### Prompt
Pick out each line below that contains the word "positive", matching its case exactly, and copy those lines.

═════ Task inputs

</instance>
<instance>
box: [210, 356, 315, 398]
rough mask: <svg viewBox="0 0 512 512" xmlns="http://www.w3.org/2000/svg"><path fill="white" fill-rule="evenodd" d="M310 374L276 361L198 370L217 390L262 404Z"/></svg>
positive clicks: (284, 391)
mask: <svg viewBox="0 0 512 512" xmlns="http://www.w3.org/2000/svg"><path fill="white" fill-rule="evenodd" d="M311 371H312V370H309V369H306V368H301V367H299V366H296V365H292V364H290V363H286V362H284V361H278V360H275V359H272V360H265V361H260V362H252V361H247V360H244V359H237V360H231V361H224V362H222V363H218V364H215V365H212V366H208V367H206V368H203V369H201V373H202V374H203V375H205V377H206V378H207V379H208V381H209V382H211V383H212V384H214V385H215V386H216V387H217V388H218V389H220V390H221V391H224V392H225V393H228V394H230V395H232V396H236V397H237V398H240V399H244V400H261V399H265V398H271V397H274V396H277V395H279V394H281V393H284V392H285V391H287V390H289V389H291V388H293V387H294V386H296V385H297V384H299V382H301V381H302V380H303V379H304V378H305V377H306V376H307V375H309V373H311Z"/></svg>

══════════
═════ Task inputs

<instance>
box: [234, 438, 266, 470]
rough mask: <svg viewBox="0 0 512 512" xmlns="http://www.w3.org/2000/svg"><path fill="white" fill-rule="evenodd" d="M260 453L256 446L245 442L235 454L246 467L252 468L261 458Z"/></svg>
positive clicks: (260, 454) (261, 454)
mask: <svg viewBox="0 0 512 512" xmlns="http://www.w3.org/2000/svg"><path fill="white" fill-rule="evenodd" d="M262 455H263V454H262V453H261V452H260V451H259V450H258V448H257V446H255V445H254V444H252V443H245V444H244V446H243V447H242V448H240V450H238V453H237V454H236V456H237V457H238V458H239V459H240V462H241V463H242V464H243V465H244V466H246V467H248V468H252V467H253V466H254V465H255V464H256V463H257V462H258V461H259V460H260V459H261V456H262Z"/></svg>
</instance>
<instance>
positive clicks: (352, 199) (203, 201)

══════════

### Answer to the exercise
positive clicks: (284, 391)
positive clicks: (260, 454) (261, 454)
positive clicks: (352, 199) (203, 201)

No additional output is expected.